## WHAT TO WORK ON
How many of the lines below contain "chandelier"? Reply with only that figure.

----- EXERCISE DATA -----

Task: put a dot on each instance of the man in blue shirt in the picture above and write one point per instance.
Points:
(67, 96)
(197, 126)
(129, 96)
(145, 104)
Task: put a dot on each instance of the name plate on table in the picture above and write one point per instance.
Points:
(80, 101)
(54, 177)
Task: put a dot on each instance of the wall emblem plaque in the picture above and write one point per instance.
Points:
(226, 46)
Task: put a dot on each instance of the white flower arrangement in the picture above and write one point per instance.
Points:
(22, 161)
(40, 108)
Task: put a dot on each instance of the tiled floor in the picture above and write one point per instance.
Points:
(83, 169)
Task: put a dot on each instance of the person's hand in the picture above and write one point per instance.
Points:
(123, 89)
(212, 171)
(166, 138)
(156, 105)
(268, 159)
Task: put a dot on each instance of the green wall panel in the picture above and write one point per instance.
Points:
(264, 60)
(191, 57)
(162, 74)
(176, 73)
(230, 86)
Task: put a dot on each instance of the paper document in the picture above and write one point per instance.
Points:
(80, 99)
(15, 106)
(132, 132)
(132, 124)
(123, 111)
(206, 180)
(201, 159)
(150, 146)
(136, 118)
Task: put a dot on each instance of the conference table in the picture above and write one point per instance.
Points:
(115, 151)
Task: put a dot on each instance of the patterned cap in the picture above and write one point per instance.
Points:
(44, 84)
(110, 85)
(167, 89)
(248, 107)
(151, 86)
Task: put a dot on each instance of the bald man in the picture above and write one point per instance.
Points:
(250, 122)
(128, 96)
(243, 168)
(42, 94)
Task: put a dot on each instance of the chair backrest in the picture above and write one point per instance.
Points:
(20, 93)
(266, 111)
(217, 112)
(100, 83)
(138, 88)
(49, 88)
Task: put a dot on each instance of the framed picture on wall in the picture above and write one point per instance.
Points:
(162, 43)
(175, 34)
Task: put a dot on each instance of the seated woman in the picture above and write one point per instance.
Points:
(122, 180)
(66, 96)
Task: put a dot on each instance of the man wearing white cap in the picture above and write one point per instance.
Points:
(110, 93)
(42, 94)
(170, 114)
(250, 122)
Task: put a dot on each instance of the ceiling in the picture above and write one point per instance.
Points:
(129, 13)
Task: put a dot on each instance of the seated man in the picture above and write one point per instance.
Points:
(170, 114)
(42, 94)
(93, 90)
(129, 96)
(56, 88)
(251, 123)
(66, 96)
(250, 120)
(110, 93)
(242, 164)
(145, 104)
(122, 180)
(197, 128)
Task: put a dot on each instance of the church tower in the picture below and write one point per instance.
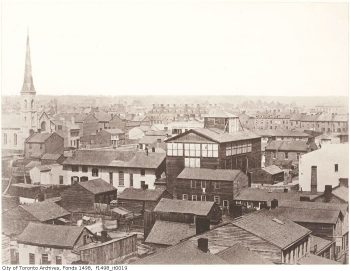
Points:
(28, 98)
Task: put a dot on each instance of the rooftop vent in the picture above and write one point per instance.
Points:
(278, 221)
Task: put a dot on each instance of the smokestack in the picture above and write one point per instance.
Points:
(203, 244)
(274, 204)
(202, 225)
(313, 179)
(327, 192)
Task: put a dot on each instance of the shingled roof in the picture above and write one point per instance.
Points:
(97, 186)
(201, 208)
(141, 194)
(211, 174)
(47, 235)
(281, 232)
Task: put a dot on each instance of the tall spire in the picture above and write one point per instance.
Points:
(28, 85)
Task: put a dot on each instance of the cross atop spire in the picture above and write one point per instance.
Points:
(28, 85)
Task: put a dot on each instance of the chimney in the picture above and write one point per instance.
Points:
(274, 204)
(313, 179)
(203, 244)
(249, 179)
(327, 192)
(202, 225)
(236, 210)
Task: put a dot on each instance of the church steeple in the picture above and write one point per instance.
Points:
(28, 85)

-----
----- EXERCISE DATA -----

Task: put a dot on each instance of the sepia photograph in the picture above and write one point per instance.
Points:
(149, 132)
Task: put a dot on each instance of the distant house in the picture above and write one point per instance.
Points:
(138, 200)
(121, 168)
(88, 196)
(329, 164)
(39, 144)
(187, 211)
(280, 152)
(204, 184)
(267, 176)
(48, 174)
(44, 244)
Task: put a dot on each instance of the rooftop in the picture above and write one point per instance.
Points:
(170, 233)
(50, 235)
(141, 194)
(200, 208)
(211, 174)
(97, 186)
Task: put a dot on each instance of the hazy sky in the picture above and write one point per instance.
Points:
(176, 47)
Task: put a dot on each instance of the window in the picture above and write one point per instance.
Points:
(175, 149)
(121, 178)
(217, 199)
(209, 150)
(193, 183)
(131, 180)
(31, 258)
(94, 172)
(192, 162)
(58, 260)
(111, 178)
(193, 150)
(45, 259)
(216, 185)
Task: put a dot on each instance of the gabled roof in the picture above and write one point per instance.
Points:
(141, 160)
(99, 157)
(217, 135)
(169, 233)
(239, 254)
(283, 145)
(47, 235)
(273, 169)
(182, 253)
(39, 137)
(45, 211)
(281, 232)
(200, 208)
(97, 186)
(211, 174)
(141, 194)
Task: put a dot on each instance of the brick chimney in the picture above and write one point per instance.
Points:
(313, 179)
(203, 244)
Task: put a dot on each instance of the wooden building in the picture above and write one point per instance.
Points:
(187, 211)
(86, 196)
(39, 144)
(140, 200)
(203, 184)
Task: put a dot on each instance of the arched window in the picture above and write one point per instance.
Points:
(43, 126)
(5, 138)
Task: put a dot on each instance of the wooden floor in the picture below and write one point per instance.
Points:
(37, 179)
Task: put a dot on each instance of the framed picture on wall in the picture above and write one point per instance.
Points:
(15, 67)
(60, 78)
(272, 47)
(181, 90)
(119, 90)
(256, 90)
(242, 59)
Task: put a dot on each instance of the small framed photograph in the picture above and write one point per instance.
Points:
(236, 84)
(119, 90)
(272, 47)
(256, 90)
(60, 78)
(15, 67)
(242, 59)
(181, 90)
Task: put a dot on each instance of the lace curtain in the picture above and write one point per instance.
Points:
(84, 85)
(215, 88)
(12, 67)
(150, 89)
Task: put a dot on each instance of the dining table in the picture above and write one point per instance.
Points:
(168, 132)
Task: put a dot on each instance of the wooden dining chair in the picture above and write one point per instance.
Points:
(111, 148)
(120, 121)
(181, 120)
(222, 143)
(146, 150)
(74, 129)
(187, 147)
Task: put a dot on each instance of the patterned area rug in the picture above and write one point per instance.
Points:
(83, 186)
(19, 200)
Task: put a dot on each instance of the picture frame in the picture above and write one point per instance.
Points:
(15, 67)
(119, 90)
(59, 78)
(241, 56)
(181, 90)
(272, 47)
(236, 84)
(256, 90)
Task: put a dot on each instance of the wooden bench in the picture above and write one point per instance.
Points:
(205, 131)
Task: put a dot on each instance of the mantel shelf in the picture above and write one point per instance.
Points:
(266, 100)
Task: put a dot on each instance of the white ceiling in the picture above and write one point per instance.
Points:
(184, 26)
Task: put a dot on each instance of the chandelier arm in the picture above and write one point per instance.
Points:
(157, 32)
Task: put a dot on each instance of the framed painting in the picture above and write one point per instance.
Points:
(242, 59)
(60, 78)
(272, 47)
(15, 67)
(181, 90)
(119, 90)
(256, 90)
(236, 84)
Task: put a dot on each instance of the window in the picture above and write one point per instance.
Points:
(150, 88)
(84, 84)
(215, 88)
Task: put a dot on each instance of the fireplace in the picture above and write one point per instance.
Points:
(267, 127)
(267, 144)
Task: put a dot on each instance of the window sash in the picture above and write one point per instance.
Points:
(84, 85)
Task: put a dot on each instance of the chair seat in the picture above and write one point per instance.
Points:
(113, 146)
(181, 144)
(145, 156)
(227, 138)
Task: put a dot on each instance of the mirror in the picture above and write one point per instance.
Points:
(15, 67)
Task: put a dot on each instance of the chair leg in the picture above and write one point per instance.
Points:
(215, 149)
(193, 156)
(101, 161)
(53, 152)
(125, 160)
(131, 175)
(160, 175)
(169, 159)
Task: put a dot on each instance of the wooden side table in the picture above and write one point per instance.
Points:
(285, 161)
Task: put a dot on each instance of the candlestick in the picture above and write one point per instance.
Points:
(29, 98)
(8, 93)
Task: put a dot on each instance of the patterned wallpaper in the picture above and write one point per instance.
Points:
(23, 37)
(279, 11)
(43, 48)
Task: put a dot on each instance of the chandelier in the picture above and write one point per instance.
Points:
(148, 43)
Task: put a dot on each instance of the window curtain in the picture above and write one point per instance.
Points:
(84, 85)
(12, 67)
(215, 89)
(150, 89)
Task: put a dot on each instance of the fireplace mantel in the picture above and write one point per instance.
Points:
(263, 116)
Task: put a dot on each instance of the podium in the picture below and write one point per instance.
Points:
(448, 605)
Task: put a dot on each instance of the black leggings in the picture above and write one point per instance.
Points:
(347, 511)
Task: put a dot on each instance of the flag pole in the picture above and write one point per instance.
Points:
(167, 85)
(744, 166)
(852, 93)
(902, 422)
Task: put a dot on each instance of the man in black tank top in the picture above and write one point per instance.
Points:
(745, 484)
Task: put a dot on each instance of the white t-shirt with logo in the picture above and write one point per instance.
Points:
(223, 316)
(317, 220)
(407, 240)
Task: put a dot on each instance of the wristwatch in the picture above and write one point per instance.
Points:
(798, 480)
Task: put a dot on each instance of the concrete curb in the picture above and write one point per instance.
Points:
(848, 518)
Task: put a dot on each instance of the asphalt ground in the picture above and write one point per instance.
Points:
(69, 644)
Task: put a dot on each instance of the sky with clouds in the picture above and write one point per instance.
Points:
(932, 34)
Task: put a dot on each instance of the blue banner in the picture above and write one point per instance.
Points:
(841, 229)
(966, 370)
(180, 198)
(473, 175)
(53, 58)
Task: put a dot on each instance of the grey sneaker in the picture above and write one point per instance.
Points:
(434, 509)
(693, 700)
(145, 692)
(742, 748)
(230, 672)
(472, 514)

-----
----- EXERCISE DATA -----

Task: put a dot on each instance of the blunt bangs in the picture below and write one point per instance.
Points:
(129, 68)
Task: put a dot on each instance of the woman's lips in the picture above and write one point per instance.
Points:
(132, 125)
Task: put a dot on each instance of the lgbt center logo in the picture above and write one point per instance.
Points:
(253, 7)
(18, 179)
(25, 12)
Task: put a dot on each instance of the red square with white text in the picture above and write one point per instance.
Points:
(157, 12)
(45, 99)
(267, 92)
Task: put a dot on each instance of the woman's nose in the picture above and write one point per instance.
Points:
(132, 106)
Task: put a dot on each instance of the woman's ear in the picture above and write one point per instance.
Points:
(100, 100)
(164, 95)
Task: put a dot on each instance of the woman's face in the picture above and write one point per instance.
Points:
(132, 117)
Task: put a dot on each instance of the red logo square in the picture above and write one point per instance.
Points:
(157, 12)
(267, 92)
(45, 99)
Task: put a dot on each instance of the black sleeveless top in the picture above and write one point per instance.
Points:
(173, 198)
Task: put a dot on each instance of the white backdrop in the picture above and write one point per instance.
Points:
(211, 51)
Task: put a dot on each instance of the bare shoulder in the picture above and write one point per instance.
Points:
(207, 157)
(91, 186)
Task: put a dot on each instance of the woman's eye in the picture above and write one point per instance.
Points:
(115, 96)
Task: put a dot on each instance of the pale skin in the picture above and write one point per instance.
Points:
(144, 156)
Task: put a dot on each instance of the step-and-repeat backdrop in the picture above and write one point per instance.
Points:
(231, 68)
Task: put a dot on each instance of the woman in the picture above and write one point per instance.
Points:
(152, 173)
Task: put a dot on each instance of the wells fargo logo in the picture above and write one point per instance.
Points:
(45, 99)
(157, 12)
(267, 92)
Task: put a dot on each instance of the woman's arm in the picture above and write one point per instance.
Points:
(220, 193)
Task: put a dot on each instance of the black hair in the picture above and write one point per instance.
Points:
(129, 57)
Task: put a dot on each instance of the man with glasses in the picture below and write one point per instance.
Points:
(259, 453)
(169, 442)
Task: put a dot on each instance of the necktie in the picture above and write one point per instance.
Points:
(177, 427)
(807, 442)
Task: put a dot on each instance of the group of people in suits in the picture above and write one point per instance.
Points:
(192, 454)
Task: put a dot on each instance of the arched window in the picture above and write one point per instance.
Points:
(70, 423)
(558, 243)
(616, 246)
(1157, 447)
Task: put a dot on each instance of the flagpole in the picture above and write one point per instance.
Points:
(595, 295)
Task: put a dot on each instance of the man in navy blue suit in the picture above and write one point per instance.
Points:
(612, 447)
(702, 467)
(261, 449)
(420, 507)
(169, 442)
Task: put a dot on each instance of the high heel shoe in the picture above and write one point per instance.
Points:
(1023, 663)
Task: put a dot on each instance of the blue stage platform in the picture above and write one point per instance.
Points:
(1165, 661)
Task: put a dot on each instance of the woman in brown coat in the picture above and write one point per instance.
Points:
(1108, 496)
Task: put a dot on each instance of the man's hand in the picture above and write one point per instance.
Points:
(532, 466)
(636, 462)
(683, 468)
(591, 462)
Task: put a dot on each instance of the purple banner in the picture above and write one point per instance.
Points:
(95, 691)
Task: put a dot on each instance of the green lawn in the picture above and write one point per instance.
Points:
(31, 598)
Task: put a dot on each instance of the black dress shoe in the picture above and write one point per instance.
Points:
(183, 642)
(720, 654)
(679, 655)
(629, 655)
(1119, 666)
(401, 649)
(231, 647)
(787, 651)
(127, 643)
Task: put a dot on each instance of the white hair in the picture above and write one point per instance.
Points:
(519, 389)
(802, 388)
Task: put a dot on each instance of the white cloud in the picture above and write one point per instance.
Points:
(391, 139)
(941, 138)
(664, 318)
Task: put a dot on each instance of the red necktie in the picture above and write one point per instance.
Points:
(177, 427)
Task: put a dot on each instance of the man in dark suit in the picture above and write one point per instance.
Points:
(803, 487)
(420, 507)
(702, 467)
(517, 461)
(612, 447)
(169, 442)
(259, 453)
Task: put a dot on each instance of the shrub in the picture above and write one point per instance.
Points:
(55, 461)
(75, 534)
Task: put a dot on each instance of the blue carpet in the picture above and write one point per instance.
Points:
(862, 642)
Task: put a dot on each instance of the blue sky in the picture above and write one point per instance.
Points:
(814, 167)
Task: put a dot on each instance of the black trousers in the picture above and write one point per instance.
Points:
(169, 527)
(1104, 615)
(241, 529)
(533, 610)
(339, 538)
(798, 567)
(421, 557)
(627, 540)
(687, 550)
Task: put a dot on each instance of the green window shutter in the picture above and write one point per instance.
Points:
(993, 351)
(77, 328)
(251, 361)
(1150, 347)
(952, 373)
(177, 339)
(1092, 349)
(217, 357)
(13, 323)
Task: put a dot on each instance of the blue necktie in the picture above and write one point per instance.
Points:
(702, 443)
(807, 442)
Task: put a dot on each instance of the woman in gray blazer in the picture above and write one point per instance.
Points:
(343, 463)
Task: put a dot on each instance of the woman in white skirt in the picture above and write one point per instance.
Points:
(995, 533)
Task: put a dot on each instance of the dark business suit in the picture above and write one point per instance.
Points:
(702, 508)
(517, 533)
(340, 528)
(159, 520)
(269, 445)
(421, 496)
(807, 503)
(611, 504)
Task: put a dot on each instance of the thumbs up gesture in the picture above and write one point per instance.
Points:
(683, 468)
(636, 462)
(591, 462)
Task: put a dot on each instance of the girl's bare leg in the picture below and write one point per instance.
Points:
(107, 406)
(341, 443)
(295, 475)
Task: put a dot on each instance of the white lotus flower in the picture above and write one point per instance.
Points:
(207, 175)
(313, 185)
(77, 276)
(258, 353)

-----

## REPLY TO THE EXERCISE
2